= Supplied entries =
— BEGIN —

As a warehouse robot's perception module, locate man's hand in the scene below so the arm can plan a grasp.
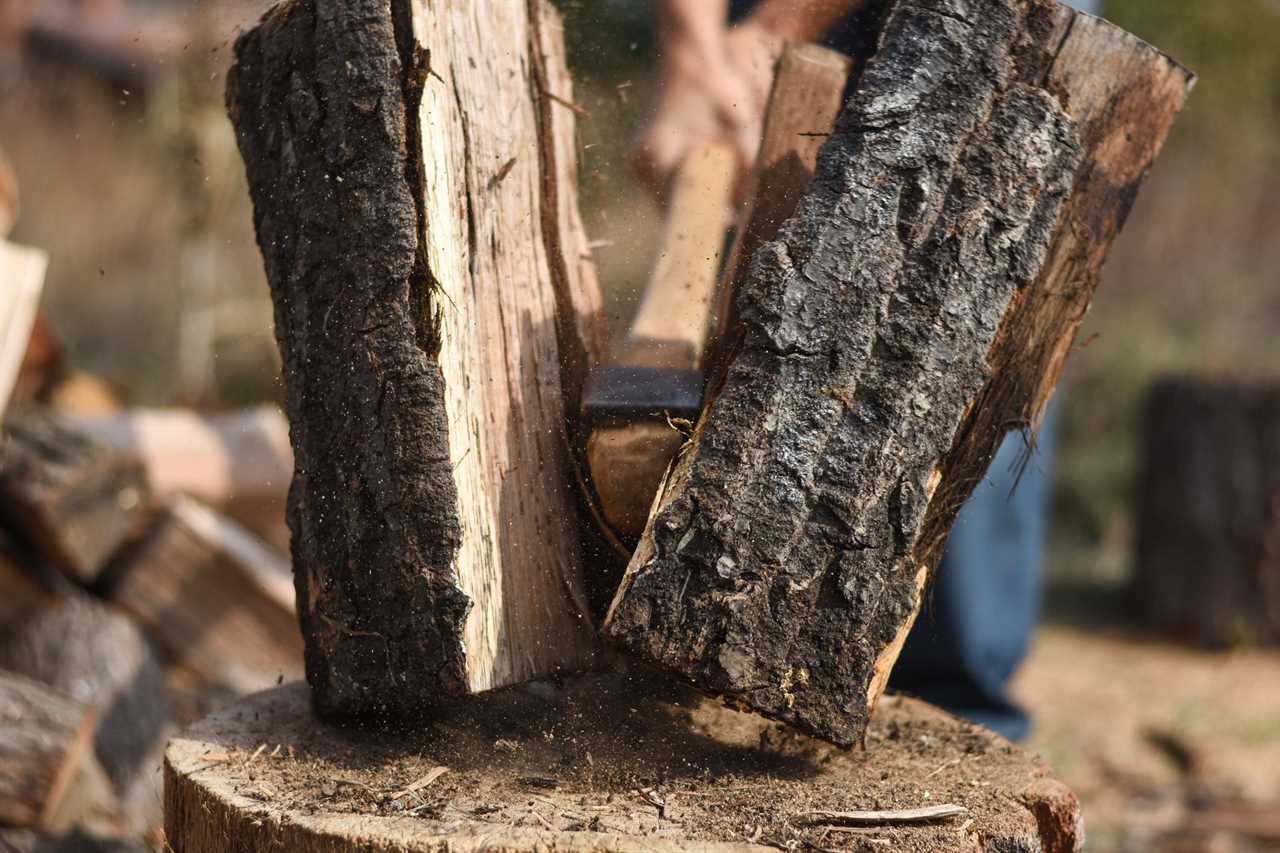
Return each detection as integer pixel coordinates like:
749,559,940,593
631,0,861,200
631,0,782,199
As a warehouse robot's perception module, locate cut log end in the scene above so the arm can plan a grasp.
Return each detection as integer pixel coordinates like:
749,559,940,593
165,675,1082,853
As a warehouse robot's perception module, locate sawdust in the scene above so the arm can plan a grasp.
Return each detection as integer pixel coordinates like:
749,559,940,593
170,674,1064,852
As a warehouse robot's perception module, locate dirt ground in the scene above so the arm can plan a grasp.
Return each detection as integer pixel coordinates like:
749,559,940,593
169,670,1074,853
1015,626,1280,853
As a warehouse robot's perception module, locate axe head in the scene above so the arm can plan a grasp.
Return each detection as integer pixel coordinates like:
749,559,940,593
582,364,703,424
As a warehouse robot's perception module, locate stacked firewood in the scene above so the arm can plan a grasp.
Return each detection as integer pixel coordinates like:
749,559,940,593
0,166,302,850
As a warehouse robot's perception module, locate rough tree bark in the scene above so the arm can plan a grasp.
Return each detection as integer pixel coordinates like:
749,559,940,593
228,0,604,720
607,0,1192,744
165,671,1083,853
1130,379,1280,646
0,416,150,584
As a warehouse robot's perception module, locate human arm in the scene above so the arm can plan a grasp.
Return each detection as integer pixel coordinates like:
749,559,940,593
631,0,863,199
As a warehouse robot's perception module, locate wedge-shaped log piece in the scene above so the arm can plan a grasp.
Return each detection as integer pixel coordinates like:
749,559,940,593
228,0,604,720
110,498,302,693
607,0,1192,744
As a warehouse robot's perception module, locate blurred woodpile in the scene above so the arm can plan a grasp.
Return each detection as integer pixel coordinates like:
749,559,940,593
0,122,302,852
1130,378,1280,648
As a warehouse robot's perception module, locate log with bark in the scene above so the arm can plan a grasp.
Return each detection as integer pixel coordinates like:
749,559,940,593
0,594,169,833
165,672,1083,853
607,0,1192,744
106,498,302,693
67,406,293,549
0,415,150,584
228,0,604,720
1130,378,1280,647
0,671,116,833
0,538,54,631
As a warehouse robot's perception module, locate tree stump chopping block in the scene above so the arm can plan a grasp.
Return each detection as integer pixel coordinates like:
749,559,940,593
228,0,604,720
165,674,1083,853
605,0,1193,744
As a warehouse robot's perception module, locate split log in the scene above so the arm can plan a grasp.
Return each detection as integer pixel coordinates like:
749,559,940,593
0,596,169,834
586,44,851,545
0,415,150,584
228,0,604,720
109,498,302,693
607,0,1192,744
1130,379,1280,647
165,674,1083,853
0,671,115,833
0,239,49,415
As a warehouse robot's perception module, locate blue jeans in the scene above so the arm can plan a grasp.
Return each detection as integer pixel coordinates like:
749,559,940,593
731,0,1101,740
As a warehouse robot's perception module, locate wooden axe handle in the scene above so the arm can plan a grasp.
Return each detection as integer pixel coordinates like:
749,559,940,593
621,142,737,368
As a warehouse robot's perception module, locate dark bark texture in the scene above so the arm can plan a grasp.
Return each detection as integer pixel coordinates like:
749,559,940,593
607,0,1188,745
0,596,169,799
228,0,470,720
1132,379,1280,647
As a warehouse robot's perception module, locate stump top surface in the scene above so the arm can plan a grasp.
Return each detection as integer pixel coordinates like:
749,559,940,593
166,675,1070,853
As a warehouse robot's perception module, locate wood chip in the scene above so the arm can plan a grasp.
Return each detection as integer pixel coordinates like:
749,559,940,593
516,776,559,790
796,803,969,826
392,767,449,799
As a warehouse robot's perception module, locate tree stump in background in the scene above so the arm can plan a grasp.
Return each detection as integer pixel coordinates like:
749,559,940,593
228,0,604,719
0,596,170,834
1132,379,1280,646
165,675,1083,853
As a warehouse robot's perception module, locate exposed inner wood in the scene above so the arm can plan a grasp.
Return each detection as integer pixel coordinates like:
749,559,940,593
0,239,49,415
228,0,605,717
607,0,1192,744
588,44,851,540
110,498,302,693
165,671,1079,853
1130,377,1280,647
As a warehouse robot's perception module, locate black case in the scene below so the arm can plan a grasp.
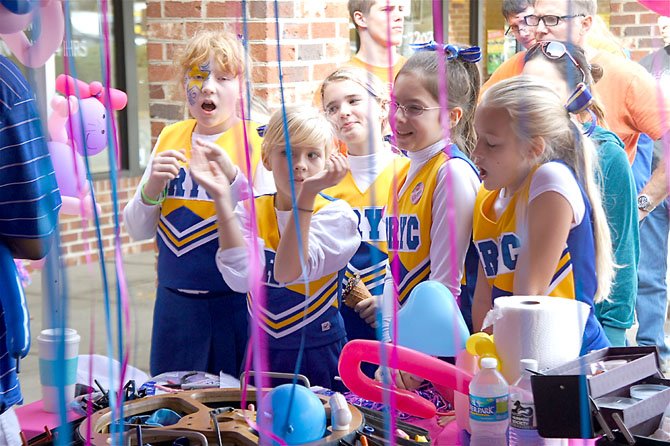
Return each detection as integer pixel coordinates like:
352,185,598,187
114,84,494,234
531,347,670,438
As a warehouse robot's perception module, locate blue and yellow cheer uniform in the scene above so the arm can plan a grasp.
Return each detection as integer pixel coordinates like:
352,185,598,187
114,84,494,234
151,119,261,376
473,162,609,354
324,157,409,340
386,148,477,326
248,194,346,388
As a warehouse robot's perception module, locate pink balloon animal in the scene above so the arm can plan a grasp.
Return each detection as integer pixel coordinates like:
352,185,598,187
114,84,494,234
338,339,472,418
47,74,128,219
0,0,65,68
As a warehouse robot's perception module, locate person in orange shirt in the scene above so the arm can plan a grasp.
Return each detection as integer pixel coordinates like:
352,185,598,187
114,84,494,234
502,0,535,49
480,0,670,163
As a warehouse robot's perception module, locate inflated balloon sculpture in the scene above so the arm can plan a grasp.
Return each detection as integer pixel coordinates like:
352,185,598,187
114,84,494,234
0,0,65,68
263,384,326,445
338,339,472,418
465,331,502,370
638,0,670,17
48,74,128,218
0,0,64,384
397,280,470,356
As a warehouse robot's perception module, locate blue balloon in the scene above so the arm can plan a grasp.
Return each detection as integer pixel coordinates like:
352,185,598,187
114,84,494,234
397,280,470,356
265,384,326,444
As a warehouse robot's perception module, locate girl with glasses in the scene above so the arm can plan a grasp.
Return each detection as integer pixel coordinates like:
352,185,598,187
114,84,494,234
523,41,639,347
382,43,481,354
473,76,614,353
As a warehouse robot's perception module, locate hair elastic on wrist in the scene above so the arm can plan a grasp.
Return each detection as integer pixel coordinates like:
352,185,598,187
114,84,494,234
140,182,167,206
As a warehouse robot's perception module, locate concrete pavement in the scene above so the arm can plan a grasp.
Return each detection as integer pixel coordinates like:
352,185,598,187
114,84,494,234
10,252,670,404
19,252,156,404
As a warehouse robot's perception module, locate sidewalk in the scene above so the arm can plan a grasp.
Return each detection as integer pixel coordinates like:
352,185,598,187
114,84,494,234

— END —

= Short problem =
Set out every line of the records above as a numbered list, omitting blank lines and leaving out the pictures.

= Result =
1. As a warehouse robot's perception module, locate man's hand in the scene below so the arm can plan a grasp.
2. Return each detection as integer pixel coordinates like:
3. 749,559,940,593
4. 631,0,861,200
5. 631,0,782,199
6. As a warehouse robot's perception module, locate cut log end in the scene above so the arm can plan a grasp.
7. Return each detection as integer pixel coordinates like:
8. 749,559,940,593
9. 165,675,1082,853
10. As a warehouse robot's perception module, locate sawdust in the scene above so the arm can plan a grasp.
11. Return each detection as integer pixel coordinates like:
12. 749,559,940,593
13. 170,674,1064,852
14. As a warehouse robot's perception module, locate dirt ground in the scene above so the arm can plan a grasp.
15. Return each detection as integer pixel coordinates like:
16. 749,559,940,593
17. 169,670,1074,853
18. 1015,626,1280,853
19. As a warehouse robot's perception module, locate axe head in the scene above so the arm can plan a grasp.
20. Return each detection as integer pixel coordinates like:
21. 749,559,940,593
22. 582,364,703,424
23. As a warehouse robot's perception module, locate stacked firewood in the scene above so the arm can plan a grasp.
24. Return each detection as integer pixel coordinates like:
25. 749,559,940,593
26. 0,166,302,850
27. As a warehouse robot's perception module, locate rough tree bark in the scene above so the arm can plan a grasp.
28. Return each detection as integer pixel coordinates like:
29. 749,559,940,593
30. 228,0,604,720
31. 607,0,1192,744
32. 165,671,1083,853
33. 1130,379,1280,646
34. 0,416,150,584
35. As a warehouse robot's perception module, locate human arm in the scene above so the arm can plan a grasp.
36. Return each detection as integer pixel coordinates like:
37. 749,559,940,593
38. 631,0,863,199
39. As a warehouse robot's perception module, locate wedge-shaped log piece in the scene above so the arm can plan a grasp.
40. Return each detection as integer pixel coordinates like:
41. 749,559,940,593
42. 228,0,604,720
43. 110,498,302,693
44. 607,0,1192,744
45. As a warehouse robot's perception module, locate blurred woodpile in the scene above so the arm can plan a grasp.
46. Return each detection as integer pixel coordinates like:
47. 749,559,940,593
48. 0,122,302,852
49. 1130,378,1280,648
50. As a warehouse robot's perception module, locate log with bark in the scene above so the arm can plan a grasp.
51. Return each detection as integer pixel coordinates like:
52. 749,559,940,593
53. 0,594,169,833
54. 165,672,1083,853
55. 607,0,1192,744
56. 106,498,302,693
57. 67,406,293,549
58. 0,415,150,584
59. 228,0,604,720
60. 1130,378,1280,647
61. 0,671,116,833
62. 0,538,54,631
63. As a warehouse robot's perception module, locate tree stump chopping block in the scene above so the arm can plan a grasp.
64. Return each detection as integer pixel coordinates like:
65. 749,559,940,593
66. 228,0,604,720
67. 165,674,1083,853
68. 605,0,1193,744
69. As a warehouse robot's perception module, locate split log in the scene above so the arm can plan a grasp.
70. Return each detection as integer pixel coordinates like:
71. 749,559,940,593
72. 0,596,169,834
73. 586,44,851,545
74. 0,415,150,584
75. 228,0,604,720
76. 109,498,302,693
77. 607,0,1192,744
78. 1130,379,1280,647
79. 165,674,1083,853
80. 0,671,115,833
81. 0,239,49,415
82. As a warehouse robot's perception module, locate blue jeans in the scene above so the arm can plan a grasp.
83. Return each detection as integer pixel coordinates like:
84. 749,559,940,593
85. 731,0,1101,740
86. As a warehouse robot's perception module, locate wooden axe handle in the scene above so the arm can plan a grasp.
87. Return each detection as integer pixel coordinates like:
88. 749,559,940,593
89. 621,142,737,368
90. As a warehouse robot's perception module, locate dark bark texture in the scene above so the arm can plan a grasp.
91. Return each detection as integer pixel coordinates like:
92. 749,559,940,593
93. 607,0,1188,745
94. 0,596,169,799
95. 228,0,470,720
96. 1132,379,1280,647
97. As a warehouse robot's perception module, locate stump top surface in the scene above so the arm can plan a grasp.
98. Return each detection as integer pixel coordinates like:
99. 749,559,940,593
100. 166,675,1070,853
101. As a warehouse robot's perception module, locate wood chip in the scene above so the arm can plan a grasp.
102. Return each detection as integer pixel coordinates like:
103. 749,559,940,593
104. 516,776,559,790
105. 796,803,969,826
106. 392,767,449,799
107. As a warehouse robot's perception module, locate tree stump in background in the scene above so the arm can plan a grasp.
108. Return each detection as integer pixel coordinates like:
109. 749,559,940,593
110. 228,0,604,719
111. 0,596,170,834
112. 1132,379,1280,646
113. 165,675,1083,853
114. As a warehouse robot's perception module, locate exposed inner wood in the scene above so the arm can plan a grasp.
115. Return each detection as integer pixel coordinates like:
116. 749,559,940,593
117. 0,239,49,415
118. 228,0,605,717
119. 607,0,1192,744
120. 588,44,851,540
121. 110,498,302,693
122. 165,671,1079,853
123. 1130,377,1280,647
124. As a warehouse robot's perception module, locate black case in the scene below so the arm can plan a grasp.
125. Return each detection as integer pixel coordinates like:
126. 352,185,598,187
127. 114,84,494,234
128. 531,347,670,438
129. As a warehouse robot's perception module, locate blue and yellow cheer uniform in the scene above so the arm can plan a grasp.
130. Return each detection as integer pixel coordinates like:
131. 352,185,598,187
132. 114,84,494,234
133. 151,119,261,376
134. 473,162,609,354
135. 324,157,409,340
136. 386,148,477,326
137. 248,194,346,388
138. As a warehouse robot's perception module, locate pink balloon animal in the scene above so the arm can plan a grasp.
139. Return each detection as integer pixel coordinates like:
140. 352,185,598,187
141. 114,84,494,234
142. 338,339,472,418
143. 47,74,128,219
144. 0,0,65,68
145. As a warehouse robot's perception module, locate person in orange shirt in the scene above so the arm can plan a grasp.
146. Return each detection as integer pixel coordinates like:
147. 352,185,598,187
148. 114,84,494,234
149. 502,0,535,49
150. 480,0,670,163
151. As a warehouse robot's perception module, locate inflated balloon sculpture in the scene above so the arm can plan a grasp.
152. Return each detection as integer pixel coordinates like:
153. 352,185,598,187
154. 114,84,494,234
155. 0,0,65,68
156. 263,384,326,445
157. 338,339,472,418
158. 465,331,502,370
159. 638,0,670,17
160. 48,74,128,218
161. 0,0,64,384
162. 397,280,470,356
163. As a warehouse robot's perception module, locate blue balloon in the scene above so the arm can plan a grasp.
164. Return each detection as integer pixel coordinates like:
165. 352,185,598,187
166. 114,84,494,234
167. 397,280,470,356
168. 265,384,326,444
169. As a warehouse robot's perception module, locate girl with glasses in the scene above so the arm can plan a grasp.
170. Return each detection as integer pixel coordinates like:
171. 352,185,598,187
172. 114,84,494,234
173. 523,41,639,347
174. 382,43,481,354
175. 473,76,614,353
176. As a warehouse robot's perception module, locate hair elastic on wrist in the scene above so the arm can plan a grasp.
177. Return each detection as integer pixel coordinates like:
178. 352,185,598,187
179. 114,84,494,234
180. 140,182,167,206
181. As a warehouse robot's perception module, locate concrete pavement in the scene above so the arm can plan a grasp.
182. Return each detection as integer pixel coordinates like:
183. 352,185,598,187
184. 114,84,494,234
185. 10,252,670,404
186. 19,252,156,404
187. As a warehouse robot's perception module, locate sidewalk in the scene above so the arm can plan a grasp.
188. Return each detection as integer pixel coordinates like:
189. 352,185,598,187
190. 114,84,494,234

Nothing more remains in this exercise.